**Dataset records:**

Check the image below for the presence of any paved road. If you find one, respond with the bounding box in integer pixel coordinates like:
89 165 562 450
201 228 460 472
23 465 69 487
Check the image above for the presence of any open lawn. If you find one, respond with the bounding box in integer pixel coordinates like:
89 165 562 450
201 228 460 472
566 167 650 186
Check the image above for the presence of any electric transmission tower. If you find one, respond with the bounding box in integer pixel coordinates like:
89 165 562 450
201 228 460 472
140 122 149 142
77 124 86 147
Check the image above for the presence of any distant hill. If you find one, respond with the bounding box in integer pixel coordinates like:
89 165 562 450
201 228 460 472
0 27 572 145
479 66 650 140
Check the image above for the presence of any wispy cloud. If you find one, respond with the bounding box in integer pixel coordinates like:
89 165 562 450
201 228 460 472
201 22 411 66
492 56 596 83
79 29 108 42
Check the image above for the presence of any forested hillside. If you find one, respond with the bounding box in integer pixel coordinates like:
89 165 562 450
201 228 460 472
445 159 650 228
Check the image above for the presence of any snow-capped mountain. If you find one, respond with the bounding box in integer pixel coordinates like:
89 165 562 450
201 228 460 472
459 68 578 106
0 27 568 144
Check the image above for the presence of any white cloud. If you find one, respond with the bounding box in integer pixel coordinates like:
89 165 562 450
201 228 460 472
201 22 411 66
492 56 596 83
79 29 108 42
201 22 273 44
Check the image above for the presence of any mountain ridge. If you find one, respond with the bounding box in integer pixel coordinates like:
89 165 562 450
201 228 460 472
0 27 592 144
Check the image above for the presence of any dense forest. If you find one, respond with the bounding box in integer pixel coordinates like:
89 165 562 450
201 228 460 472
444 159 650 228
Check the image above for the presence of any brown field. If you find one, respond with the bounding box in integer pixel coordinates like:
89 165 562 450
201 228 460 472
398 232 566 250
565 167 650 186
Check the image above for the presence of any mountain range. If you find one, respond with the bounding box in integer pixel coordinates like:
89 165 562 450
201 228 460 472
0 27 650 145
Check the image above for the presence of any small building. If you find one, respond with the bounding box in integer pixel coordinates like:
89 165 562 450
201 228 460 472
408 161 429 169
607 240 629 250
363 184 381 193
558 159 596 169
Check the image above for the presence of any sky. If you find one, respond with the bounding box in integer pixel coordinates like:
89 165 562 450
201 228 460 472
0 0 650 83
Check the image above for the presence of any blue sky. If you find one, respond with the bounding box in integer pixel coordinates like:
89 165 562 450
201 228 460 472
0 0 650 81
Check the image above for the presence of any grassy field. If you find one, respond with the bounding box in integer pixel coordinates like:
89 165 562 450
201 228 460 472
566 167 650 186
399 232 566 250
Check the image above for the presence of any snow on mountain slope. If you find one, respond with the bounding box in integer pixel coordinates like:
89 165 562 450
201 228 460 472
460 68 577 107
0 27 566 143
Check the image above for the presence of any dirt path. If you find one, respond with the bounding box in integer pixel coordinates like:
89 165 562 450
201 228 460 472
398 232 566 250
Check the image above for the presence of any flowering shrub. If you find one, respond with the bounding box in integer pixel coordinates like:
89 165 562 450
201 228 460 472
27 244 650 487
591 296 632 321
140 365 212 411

**Exercise instructions:** Please copy the material from the line with "Check the image above for the presence of any open" up to and including the line with "479 66 650 140", keeping every line and raising each coordinate in the answers by 103.

**Exercise result:**
Check the image above for the presence of any open lawn. If you find one, respond with the bounding box in integer pixel coordinates like:
89 165 562 450
201 228 460 472
669 270 753 289
Check the image above for the presence of any electric transmission tower. If you find one, respond with the bounding box in integer pixel coordinates like:
89 165 562 450
201 228 460 472
243 225 252 245
180 227 189 250
Check the image above for the presence of any distant hill. If you find one, respond with the bounding box in integer pixel coordinates like:
89 165 562 450
201 228 460 472
103 130 675 248
582 169 753 243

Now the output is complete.